→ **TASK STATEMENT**: Write out, word for word, every line from the one containing "of the ceiling" through the last line of the records below, both ends included.

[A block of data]

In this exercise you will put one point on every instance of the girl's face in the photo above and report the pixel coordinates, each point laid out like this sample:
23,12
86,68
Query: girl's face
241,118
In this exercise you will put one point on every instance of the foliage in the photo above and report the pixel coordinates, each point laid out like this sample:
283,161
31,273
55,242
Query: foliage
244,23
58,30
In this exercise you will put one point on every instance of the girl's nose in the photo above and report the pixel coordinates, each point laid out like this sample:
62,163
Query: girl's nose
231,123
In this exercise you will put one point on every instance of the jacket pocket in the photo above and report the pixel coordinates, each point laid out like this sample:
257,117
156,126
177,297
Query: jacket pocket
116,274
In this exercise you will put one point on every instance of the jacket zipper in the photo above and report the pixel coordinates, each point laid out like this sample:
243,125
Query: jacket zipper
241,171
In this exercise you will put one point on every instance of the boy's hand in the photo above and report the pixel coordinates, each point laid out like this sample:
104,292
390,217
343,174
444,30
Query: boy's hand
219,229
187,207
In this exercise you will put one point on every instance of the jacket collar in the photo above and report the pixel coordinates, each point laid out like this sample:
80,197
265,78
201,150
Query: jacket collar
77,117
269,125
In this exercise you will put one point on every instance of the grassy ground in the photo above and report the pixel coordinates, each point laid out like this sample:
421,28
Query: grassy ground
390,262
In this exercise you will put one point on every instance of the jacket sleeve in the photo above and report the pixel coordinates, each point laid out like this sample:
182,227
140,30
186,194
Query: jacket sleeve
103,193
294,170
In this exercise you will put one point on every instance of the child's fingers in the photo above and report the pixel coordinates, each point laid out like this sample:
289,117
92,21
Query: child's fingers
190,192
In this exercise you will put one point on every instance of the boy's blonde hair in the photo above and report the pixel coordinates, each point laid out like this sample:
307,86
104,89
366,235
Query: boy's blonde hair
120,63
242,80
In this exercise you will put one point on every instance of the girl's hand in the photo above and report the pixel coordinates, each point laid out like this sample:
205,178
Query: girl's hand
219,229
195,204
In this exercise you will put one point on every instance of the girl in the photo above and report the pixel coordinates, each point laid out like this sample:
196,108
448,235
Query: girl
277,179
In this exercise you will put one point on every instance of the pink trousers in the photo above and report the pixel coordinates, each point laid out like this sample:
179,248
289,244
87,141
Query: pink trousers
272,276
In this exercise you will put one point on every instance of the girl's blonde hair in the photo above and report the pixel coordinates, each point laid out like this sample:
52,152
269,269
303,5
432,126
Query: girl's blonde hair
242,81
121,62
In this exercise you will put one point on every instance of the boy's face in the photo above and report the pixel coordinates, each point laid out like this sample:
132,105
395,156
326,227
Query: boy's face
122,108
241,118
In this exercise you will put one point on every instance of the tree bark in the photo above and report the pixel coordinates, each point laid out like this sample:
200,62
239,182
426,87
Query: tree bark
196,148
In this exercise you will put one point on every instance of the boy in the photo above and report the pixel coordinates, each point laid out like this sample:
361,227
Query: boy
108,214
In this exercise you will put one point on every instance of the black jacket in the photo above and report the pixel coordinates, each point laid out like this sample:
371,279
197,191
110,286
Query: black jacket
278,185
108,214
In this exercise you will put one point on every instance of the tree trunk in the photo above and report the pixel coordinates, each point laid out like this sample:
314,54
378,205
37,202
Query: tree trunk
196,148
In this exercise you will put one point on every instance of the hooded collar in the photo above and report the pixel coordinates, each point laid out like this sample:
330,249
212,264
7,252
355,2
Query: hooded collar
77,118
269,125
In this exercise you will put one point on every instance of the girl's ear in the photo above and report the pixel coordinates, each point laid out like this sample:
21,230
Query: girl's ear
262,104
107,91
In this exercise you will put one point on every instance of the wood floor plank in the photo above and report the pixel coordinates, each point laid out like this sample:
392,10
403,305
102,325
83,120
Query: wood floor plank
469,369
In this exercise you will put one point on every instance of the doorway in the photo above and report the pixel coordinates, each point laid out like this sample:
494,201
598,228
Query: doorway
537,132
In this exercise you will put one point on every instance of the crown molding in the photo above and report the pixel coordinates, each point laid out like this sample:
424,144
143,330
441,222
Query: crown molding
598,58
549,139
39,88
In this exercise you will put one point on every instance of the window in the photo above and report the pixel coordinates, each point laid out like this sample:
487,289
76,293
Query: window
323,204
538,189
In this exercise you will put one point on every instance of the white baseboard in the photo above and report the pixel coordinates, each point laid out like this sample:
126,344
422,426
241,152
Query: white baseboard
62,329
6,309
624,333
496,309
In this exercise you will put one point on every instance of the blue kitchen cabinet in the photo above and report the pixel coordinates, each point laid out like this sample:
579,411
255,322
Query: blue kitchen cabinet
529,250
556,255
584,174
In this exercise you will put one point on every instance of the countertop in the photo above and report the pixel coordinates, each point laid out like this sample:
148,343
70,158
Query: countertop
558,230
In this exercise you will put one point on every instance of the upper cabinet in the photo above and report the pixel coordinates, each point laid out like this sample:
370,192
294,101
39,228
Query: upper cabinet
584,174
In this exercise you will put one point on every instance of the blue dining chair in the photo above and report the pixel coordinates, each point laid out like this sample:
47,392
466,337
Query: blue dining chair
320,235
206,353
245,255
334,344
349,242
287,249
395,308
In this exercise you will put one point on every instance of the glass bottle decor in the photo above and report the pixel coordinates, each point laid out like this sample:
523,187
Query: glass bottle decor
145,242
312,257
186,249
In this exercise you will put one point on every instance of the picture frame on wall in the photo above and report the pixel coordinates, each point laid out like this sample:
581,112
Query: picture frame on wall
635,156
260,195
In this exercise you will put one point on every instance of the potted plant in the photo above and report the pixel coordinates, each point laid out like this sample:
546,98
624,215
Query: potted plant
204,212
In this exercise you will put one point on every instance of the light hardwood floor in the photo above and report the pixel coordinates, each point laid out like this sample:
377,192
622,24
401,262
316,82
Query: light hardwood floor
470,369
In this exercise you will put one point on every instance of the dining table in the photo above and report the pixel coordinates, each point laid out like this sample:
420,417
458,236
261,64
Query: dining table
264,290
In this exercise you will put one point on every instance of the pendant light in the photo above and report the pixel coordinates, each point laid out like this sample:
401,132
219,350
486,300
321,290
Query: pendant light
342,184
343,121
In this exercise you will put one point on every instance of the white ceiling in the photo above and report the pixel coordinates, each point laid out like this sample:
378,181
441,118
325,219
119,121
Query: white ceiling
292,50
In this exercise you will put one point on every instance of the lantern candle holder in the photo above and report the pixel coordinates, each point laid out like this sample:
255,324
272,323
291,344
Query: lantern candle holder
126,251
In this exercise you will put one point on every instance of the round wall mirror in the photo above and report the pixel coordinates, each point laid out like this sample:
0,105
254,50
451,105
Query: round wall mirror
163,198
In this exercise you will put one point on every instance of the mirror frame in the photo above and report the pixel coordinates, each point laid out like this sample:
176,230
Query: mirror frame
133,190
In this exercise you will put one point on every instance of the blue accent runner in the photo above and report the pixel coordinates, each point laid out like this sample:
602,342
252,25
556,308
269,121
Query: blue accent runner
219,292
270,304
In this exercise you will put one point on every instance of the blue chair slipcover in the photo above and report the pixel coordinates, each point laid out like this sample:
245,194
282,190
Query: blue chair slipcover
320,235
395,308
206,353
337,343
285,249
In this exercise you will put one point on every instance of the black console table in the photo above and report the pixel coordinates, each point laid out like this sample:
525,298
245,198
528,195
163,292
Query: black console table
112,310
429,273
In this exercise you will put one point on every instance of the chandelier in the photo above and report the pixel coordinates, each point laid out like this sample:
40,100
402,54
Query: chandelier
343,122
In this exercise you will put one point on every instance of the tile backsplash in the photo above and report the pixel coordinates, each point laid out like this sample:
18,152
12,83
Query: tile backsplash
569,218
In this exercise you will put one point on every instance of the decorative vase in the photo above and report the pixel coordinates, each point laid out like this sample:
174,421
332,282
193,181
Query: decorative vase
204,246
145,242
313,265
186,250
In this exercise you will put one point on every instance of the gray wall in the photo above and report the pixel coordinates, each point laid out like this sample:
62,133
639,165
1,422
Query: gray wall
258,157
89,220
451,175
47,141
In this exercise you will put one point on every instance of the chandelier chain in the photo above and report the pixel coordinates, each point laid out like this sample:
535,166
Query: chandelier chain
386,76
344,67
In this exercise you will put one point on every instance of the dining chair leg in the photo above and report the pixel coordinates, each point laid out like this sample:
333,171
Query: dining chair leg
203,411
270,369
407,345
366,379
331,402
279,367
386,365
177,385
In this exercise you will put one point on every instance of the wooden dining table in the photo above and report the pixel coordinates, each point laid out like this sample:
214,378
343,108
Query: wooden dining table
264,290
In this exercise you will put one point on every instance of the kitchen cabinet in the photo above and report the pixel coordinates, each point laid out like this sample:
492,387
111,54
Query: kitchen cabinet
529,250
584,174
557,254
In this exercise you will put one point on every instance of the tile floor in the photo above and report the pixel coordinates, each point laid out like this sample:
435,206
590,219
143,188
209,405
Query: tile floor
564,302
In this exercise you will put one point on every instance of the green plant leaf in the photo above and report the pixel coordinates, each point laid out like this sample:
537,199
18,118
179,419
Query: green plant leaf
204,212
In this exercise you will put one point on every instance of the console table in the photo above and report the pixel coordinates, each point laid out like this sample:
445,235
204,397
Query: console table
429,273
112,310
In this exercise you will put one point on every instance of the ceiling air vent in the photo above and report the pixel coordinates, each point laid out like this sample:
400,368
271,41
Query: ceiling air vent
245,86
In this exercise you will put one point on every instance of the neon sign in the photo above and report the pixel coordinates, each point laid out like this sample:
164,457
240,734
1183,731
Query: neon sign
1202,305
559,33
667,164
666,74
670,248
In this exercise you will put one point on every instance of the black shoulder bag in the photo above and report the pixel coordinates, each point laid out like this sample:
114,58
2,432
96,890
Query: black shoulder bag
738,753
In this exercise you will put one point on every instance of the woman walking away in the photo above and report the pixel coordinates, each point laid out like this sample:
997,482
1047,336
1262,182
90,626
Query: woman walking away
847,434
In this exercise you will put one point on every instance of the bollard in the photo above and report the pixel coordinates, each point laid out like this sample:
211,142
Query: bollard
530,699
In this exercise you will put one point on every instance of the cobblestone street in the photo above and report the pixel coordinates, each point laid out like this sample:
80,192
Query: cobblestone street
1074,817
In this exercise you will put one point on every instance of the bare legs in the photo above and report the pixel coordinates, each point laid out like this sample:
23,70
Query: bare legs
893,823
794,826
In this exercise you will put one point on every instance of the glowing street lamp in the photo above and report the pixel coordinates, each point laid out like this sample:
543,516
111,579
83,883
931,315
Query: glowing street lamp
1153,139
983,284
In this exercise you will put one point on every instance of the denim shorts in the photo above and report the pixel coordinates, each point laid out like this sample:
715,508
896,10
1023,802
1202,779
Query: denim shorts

→ **ANSWER BELOW**:
In this exercise you will put one point on every instance of the ceiling air vent in the photo above and report the pixel coordinates, each point laid out like this sample:
400,368
271,41
Query: ceiling air vent
245,86
In this exercise you will put one point on every instance of the neon sign in the photo above and report the pixel coordinates, each point laid out like this sample:
164,457
240,734
1183,731
Query: neon sign
1202,305
559,33
667,164
666,74
670,248
In this exercise you will put one point on every instance of the black shoulder bag in the photo above and report the pixel coordinates, each point laid out like this sample:
114,58
2,432
96,890
Query: black shoulder bag
738,753
In this exercise you will put one point on every instance of the woman walking away in the photo above and report the pixel coordinates, each point laid out like this sample:
997,482
1047,336
1262,182
90,626
Query: woman walking away
847,434
In this exercise you will put one point on every instance of the bollard in the photo above and report the pixel coordinates, each point laid out like this sample:
211,142
Query: bollard
530,699
In this exercise you will put one point on every instance of the cobblestone street in the photo above and report the pixel coordinates, each point laid out like this sample:
80,192
Query: cobblestone street
1074,817
In this exercise you will put one point on every instance of the bare legs in the photo above and report the pixel coordinates, each point laid out like this sample:
23,70
Query: bare legs
893,823
794,826
In this exercise you will put one point on every instance of the glowing street lamp in the photo above and report the pixel coordinates, each point laid out like this sample:
543,516
111,579
83,883
931,315
Query: glowing street lamp
1153,139
983,284
In this exercise you will put one point on every instance of the denim shorts in the photo above and report the pixel coordinates, each point laid out like this sample:
715,508
896,10
1023,802
1202,779
Query: denim shorts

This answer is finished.